((
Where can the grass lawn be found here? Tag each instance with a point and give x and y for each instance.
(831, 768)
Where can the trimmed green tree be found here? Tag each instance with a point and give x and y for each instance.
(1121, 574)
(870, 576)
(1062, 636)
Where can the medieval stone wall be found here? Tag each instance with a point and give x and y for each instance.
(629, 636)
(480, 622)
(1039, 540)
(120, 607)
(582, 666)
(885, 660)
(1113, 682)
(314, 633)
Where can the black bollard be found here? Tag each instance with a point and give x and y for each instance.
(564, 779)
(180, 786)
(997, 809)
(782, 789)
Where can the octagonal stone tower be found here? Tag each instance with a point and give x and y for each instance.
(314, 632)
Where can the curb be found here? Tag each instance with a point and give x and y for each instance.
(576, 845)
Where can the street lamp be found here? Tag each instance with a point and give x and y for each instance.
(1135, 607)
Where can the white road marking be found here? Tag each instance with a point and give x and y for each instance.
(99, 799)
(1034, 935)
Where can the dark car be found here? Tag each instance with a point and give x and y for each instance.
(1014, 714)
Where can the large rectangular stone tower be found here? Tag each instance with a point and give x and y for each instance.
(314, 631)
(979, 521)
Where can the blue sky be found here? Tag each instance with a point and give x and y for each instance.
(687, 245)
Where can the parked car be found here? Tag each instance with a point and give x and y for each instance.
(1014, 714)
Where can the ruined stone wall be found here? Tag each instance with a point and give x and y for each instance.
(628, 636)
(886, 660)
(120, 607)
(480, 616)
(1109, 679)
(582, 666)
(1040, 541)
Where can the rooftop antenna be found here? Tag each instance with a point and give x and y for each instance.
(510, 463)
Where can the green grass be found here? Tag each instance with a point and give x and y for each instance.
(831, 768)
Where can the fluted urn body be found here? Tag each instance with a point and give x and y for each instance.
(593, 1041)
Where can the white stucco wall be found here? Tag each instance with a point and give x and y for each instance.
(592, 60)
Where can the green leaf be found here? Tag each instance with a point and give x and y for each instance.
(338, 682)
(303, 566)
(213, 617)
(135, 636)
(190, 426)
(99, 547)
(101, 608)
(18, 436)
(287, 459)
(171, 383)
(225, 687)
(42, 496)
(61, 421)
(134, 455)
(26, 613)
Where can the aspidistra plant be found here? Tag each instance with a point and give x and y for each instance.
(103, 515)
))
WORK TASK =
Retype nothing except the lines from the line holding "Where can the parked" through the last line of the entries, both included.

WRITTEN ANSWER =
Where can the parked car be found here? Tag each instance with a point and give x and y for each instance.
(1014, 714)
Where can the ruined stone wall be found here? Tag each instance with a point and give x and y for each instance.
(628, 636)
(886, 660)
(120, 607)
(480, 616)
(1109, 679)
(582, 666)
(1040, 541)
Where can the rooftop antenna be found here? Tag each instance with a point and give x and y for each instance.
(510, 463)
Where can the green grass be found here? Tag each instance with a point and give x and y for each instance.
(831, 768)
Where can the fluted urn body be found here? Tag each instance with a point and give x and y for each instance.
(593, 1041)
Where can the white stucco wall be found here? Tag each instance with a point and give x and y for each instance.
(592, 60)
Where can the green leaf be found here? Tag each instance with a point and give x and y for each instance.
(338, 682)
(303, 566)
(213, 617)
(135, 636)
(190, 426)
(99, 547)
(101, 608)
(18, 436)
(287, 459)
(171, 383)
(225, 687)
(42, 496)
(61, 421)
(134, 455)
(26, 613)
Where can the aspidistra plant be found here? Tag each instance with a point and give x and y for each instance.
(103, 515)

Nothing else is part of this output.